▸ PROVIDED TEXT
========
# “dx extract_assay somatic” in R
<hr/>
***As-Is Software Disclaimer***

This content in this repository is delivered “As-Is”. Notwithstanding anything to the contrary, DNAnexus will have no warranty, support, liability or other obligations with respect to Materials provided hereunder.

<hr/>

This notebook demonstrates usage of the dx command `extract_assay somatic` to:
* Retrieve somatic variants and associated annotations from a Dataset and Cohort.
* Compare a tumor sample to a respective normal sample from a Dataset and Cohort.

<a href="https://github.com/dnanexus/OpenBio/blob/master/LICENSE.md">MIT License</a> applies to this notebook.

## Preparing your environment
### Launch spec:

* App name: JupyterLab with Python, R, Stata, ML
* Kernel: R
* Instance type: mem1_ssd1_v2_x2
* Cost: < $0.2
* Runtime: ~= 5 min
* Data description: Input for this notebook is a v3.0 Dataset or Cohort object ID.

### Install DNAnexus supported package, dxpy

In [None]:
# For dx extract_assay somatic, dxpy must be v0.352.1 or greater
# However, a more recent version of dxpy on PyPI may already be available
# and installed, making the below "pip" install unecessary.
system("pip3 install -U dxpy==0.363.0")

In [None]:
install.packages("readr")
install.packages("jsonlite")

In [None]:
library(dplyr)
library(readr)
library(stringr)
library(jsonlite)

In [None]:
cmd <- "dx extract_assay somatic --help"
system(cmd, intern = TRUE)

### Assign environment variables

In [None]:
# The referenced dataset is not a public dataset and listed here only to demonstrate as an example input.
# The user will need to supply a permissible and valid project ID and record ID

# Assign a project qualified dataset, project-id:record-id
dataset <- "project-GXYZ82Q04YzF5q68Fyqp9PbX:record-GXYpp3j04YzGx2zFyk8Yykvz"
cohort <- "project-GXYZ82Q04YzF5q68Fyqp9PbX:record-GXqQPK804YzJ3yB9Y6B231gX"

## Extract data from a dataset

### 1. Explore the somatic assays of a dataset

Check which somatic variant assays are available in the dataset using the `--list-assays` flag.

In [None]:
cmd <- paste("dx extract_assay somatic", dataset, "--list-assays")
system(cmd, intern = TRUE)

### 2. Retrieve somatic data from the dataset

Data may be retrieved using the option, `--retrieve-variant`. The option accepts a JSON object as input for filtering purposes, where the object is supplied either as a \*.json file or as a string. For additional help, use `--json-help` trailing `--retrieve-variant` for both a template and a list of filters available to the respective option.
========
(Records in a dataset)

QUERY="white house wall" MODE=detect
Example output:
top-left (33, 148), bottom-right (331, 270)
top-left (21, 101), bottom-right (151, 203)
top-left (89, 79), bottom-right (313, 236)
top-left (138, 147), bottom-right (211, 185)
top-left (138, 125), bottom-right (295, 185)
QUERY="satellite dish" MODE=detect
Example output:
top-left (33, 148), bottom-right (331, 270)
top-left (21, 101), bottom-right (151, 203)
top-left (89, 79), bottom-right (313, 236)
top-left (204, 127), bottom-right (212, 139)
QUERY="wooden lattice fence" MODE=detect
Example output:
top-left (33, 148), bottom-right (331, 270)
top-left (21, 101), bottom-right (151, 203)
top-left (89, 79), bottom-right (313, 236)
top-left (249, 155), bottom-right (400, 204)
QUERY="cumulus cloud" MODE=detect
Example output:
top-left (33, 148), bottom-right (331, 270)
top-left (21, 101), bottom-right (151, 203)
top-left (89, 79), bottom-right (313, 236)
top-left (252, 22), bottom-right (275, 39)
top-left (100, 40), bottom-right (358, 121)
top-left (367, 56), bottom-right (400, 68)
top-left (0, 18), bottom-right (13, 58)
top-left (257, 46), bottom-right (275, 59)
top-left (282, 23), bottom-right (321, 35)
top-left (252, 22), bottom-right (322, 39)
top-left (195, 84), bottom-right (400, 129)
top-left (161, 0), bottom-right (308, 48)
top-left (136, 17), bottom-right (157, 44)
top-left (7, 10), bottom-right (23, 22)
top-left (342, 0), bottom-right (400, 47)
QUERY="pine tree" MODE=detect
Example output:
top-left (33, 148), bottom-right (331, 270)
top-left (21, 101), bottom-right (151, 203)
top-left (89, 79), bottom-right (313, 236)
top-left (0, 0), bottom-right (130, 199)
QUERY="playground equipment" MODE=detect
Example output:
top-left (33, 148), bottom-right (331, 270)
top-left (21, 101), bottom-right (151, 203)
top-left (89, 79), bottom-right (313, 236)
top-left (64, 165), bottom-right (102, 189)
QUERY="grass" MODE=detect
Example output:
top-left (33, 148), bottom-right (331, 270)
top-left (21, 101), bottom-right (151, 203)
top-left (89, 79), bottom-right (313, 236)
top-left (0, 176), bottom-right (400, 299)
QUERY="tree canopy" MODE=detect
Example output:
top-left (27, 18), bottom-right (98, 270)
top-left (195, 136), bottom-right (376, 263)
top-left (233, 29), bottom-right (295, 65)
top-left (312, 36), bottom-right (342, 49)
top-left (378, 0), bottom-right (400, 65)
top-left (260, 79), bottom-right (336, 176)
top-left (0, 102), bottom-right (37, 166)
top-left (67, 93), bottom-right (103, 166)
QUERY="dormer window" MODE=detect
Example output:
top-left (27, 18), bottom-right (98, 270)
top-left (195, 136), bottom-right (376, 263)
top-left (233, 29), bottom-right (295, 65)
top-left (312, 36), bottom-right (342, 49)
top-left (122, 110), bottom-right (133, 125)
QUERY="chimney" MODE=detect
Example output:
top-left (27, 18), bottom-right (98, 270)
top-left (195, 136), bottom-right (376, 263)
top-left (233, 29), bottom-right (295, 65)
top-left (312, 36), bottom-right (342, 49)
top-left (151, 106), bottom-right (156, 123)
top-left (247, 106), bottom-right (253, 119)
========
▸ YOUR INSTRUCTIONS
Answer these questions from the extract_assay somatic page:
1. What instance type does the launch spec list?
2. What is the minimum dxpy version needed for dx extract_assay somatic?
3. Which flag shows the somatic variant assays available in a dataset?

▸ YOUR SOLUTION
1. mem1_ssd1_v2_x2
2. v0.352.1
3. `--list-assays`